Saved entries
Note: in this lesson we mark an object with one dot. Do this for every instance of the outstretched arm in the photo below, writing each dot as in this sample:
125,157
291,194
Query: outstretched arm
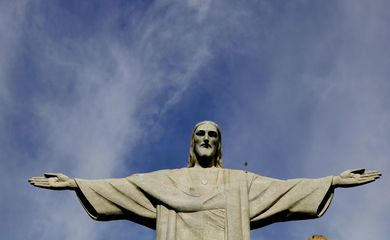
355,177
54,181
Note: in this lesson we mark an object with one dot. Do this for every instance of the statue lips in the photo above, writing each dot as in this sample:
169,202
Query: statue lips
205,145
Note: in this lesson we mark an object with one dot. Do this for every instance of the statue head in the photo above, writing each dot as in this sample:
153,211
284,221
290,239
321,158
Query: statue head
206,145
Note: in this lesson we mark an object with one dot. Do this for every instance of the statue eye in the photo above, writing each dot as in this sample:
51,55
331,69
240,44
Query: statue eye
200,133
213,134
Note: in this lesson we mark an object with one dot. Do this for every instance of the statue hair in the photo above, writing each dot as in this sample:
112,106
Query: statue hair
192,156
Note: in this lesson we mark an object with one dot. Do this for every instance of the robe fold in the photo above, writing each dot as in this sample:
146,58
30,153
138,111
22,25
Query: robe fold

Exercise | I need the entries printed exactly, with each picture left out.

Expected answer |
Note: in this lesson we mark an object with one dot. Do this for every instance of the outstretched arm in the photo below, writing each dot as in this sample:
125,157
291,194
Query: outstretched arm
355,177
54,181
Note: in this lesson we mark an object with one dot. Do this for every instance of the statue lips in the photo above, writing each dot as in this sample:
169,202
Query: statue lips
205,145
Note: in this lesson we mark an object with one dot. Do this for every instance of the statue head in the photo above, writing each dot as in this sample:
153,211
284,221
290,239
321,158
Query: statue head
206,145
Note: in this lesson we mark an object with one dot. Do this for every instance of the statue eye in the photo above, writing each dot as in this sample:
51,55
331,69
240,44
Query: statue eye
200,133
213,134
Note: in this lesson we mark an object with one dot. Do this for every instance of the statue hair in the photo above, writing each dot as in this sample:
112,106
Query: statue hair
192,156
Note: in this lesson we mark an object with one dot. Do this for every instance of the robe fold in the photo above, writing each dot as in this sample:
146,58
30,153
138,111
22,25
Query: robe fold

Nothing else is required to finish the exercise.